Show, from the entries below, every line in which "fork" appears.
*** Block opens ***
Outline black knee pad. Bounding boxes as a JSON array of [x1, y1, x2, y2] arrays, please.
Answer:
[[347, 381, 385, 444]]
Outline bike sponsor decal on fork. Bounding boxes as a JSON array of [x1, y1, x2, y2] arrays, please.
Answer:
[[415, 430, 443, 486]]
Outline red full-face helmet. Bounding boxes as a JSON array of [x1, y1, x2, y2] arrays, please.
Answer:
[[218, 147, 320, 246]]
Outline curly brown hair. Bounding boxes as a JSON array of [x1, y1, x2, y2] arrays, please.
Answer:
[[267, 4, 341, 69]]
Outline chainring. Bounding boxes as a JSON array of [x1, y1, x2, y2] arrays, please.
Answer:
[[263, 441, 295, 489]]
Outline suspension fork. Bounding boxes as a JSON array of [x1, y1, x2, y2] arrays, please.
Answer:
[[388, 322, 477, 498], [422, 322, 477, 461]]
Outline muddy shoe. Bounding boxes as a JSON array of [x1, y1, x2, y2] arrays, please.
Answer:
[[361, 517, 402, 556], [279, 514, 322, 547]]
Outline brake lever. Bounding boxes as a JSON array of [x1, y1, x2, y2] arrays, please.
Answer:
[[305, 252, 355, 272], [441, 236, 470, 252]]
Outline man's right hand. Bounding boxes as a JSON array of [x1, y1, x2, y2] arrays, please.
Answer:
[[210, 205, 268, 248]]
*** Block closes ***
Your response:
Outline bike sponsor decal on fork. Bounding boxes as a JSON array of [x1, y1, x2, y2] arrays, please.
Outline suspension fork. Bounding boxes as a JSON array of [x1, y1, x2, y2] arrays, please.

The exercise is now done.